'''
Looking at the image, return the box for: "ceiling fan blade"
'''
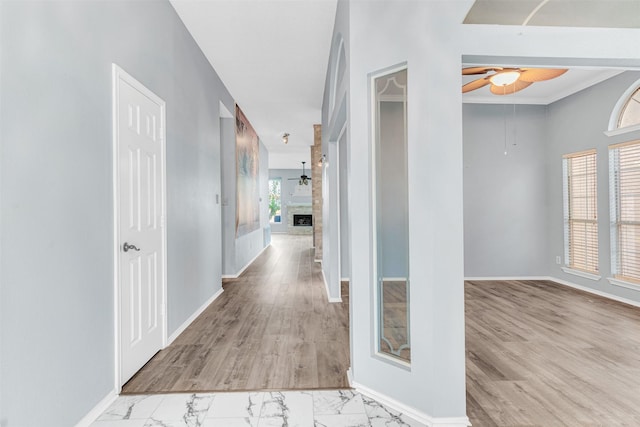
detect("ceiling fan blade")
[462,77,491,93]
[518,68,568,83]
[490,80,532,95]
[462,66,503,75]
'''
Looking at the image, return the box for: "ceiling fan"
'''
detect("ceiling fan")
[462,66,568,95]
[289,161,312,185]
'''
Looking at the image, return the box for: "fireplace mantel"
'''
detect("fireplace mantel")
[287,203,312,235]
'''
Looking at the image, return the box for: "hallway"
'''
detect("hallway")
[122,234,350,393]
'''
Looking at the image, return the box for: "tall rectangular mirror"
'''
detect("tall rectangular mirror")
[373,66,410,363]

**WHAT NEEDS TO BE DONE:** Write all the entries again word for word, minus the pictures.

**TASK RESULT:**
'''
Looking at the image, return the box for: "ceiling fan blade"
'''
detect("ceiling fan blade")
[462,77,491,93]
[518,68,568,83]
[490,80,532,95]
[462,66,503,75]
'''
Looking at the image, return the box for: "ceiling fan"
'''
detect("ceiling fan")
[462,66,568,95]
[289,161,312,185]
'''
Looking at the image, return the box for: "fireplace mantel"
'''
detect("fireplace mantel")
[287,203,312,235]
'''
Looking at the image, return the box for: "hallway"
'''
detect("hallway")
[122,234,350,393]
'''
Looking at the image, return the box for: "tall rectangular mirror"
'''
detect("tall rectangular mirror")
[373,66,410,363]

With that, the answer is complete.